-------- PASSAGE TO READ

As discussed in note 2 to the financial statements, the company recorded a
non-cash after tax charge of $78.5 million for the impairment of long-lived
assets. As a result of a new accounting standard issued in 1995, we evaluated
our investment in long-lived assets on an individual store basis and 
determined that, based upon historic operating results and operating 
projections, the property and equipment at several stores was impaired.  

During 1995, we opened 11 new stores, two of which were
replacement stores. These stores were located in Brandon, Florida;
Clarksville, Indiana; Louisville, Kentucky (2); Greenville, South Carolina;
Colorado Springs, Colorado; High Point, North Carolina; Pembroke Pines,
Florida; Sanford, Florida; Austin, Texas; and Tampa, Florida. These new
stores, along with our remodeled and expanded stores added 2,000,000 square
feet to our retail space. At the end of 1995, we operated 238 stores in 23
states.

<PAGE>

     Our store opening schedule for 1996 is the most aggressive in the
history of the company. We plan to open 16 new stores (one of which will be a
replacement store). These new stores, along with the remodeled and expanded
stores, will add 3,000,000 square feet to our store base.
     Our balance sheet remains strong. Our long-term debt to total 
capitalization ratio dropped to 32.2% at the end of 1995 compared to 34.1% at
the end of 1994. We are poised for growth should the right opportunity 
present itself.
     In March 1996, we announced the extensive realignment of our 
operating divisions along geographic and climatic lines. Through this 
realignment, two of our operating divisions were merged into the remaining
five divisions. We are excited about this restructuring and feel that it will 
not only enhance efficiency and productivity, but will result in improved
management of our entire merchandising operation.

----------------
-------- RAW RECORDS

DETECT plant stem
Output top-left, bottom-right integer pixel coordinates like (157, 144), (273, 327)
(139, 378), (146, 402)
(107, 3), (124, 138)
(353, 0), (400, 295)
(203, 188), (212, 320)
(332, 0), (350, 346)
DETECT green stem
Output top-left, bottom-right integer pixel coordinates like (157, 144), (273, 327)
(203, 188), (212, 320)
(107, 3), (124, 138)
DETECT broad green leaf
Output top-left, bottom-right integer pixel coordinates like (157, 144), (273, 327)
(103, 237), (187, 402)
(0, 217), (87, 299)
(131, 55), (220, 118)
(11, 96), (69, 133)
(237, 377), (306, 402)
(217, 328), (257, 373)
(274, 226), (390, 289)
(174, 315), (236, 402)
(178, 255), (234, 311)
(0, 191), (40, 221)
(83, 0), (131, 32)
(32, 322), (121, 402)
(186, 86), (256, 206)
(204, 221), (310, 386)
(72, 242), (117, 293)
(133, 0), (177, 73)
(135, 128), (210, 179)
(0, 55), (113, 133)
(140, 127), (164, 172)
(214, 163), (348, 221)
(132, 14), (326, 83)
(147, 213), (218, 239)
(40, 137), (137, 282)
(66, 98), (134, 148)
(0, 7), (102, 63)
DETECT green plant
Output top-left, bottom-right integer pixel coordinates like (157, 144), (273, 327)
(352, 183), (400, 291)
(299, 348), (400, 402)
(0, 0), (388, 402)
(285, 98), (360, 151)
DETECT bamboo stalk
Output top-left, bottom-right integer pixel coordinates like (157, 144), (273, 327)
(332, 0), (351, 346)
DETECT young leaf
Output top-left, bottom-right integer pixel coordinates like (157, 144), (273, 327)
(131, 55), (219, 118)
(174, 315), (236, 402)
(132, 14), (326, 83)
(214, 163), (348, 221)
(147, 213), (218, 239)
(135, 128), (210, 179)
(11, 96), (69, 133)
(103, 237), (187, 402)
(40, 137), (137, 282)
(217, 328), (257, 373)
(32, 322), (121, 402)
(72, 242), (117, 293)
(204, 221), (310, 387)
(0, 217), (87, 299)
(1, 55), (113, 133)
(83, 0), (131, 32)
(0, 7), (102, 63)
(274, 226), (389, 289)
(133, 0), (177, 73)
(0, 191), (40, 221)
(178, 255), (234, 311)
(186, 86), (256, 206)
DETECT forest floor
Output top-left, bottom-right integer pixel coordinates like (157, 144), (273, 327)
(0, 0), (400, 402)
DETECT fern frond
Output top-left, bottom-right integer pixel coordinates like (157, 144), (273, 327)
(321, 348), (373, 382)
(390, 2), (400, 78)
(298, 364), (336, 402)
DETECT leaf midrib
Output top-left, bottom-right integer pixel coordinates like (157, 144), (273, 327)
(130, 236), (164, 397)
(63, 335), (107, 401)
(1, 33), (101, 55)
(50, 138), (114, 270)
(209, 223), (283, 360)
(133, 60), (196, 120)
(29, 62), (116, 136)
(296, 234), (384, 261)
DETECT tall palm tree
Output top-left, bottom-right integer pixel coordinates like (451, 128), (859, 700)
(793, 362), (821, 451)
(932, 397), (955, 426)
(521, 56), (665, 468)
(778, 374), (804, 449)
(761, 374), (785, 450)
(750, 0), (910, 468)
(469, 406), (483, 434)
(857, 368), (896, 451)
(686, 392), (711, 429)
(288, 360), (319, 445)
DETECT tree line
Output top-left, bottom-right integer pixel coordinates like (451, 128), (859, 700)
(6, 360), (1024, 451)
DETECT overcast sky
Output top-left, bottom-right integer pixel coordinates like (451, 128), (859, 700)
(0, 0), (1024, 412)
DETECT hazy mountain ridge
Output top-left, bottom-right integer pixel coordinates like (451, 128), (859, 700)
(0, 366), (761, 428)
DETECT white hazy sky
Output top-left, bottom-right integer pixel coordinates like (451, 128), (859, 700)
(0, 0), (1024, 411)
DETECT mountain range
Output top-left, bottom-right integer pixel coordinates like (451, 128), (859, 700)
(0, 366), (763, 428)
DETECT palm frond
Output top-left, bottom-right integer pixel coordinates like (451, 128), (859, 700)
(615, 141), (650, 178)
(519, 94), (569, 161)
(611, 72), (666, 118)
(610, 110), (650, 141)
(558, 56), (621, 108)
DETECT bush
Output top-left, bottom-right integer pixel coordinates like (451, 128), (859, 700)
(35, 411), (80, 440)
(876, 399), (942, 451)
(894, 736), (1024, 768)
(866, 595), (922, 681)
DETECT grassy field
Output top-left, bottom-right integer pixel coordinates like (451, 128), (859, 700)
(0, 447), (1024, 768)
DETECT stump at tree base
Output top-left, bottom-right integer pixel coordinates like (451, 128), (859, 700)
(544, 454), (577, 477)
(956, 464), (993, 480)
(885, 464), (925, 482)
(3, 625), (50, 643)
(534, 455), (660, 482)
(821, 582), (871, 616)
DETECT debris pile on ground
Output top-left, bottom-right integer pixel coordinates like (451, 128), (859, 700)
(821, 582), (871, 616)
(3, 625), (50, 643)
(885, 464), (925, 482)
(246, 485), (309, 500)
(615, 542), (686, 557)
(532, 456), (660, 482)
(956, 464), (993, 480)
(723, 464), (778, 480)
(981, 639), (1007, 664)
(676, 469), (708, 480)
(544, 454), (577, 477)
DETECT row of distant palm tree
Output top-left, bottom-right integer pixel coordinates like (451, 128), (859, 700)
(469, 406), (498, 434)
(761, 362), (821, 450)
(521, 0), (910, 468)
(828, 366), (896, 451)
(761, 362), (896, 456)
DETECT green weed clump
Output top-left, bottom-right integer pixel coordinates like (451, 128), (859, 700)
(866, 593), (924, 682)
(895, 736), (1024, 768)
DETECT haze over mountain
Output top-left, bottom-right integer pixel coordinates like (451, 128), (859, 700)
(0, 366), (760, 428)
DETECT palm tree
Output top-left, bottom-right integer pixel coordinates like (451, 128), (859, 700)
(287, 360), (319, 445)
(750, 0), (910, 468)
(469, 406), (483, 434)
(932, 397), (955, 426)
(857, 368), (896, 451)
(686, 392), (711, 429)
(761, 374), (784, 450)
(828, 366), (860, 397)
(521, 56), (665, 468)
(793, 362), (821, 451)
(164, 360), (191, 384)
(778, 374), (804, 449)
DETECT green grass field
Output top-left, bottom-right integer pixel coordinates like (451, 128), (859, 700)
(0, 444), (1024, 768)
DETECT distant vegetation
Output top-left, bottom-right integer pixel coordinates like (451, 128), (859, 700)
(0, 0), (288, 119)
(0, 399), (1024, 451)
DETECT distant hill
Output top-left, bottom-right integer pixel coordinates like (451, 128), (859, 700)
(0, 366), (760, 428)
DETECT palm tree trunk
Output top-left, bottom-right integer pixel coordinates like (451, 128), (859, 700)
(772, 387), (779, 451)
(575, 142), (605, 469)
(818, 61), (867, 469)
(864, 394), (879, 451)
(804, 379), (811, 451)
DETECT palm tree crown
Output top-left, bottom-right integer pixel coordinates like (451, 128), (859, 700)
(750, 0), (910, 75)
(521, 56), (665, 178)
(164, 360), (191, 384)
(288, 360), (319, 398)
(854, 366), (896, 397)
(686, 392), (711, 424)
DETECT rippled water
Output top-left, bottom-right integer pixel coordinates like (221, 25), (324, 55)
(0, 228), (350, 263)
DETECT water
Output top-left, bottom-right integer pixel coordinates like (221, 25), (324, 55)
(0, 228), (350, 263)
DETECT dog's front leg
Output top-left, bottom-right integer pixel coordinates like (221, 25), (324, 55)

----------------

= OBJECTIVE =
Edit the annual report passage: write it out starting with "Our store opening" and going on through "present itself.", with "aggressive" changed to "ambitious".

= PROBLEM SOLUTION =
Our store opening schedule for 1996 is the most ambitious in the
history of the company. We plan to open 16 new stores (one of which will be a
replacement store). These new stores, along with the remodeled and expanded
stores, will add 3,000,000 square feet to our store base.
     Our balance sheet remains strong. Our long-term debt to total 
capitalization ratio dropped to 32.2% at the end of 1995 compared to 34.1% at
the end of 1994. We are poised for growth should the right opportunity 
present itself.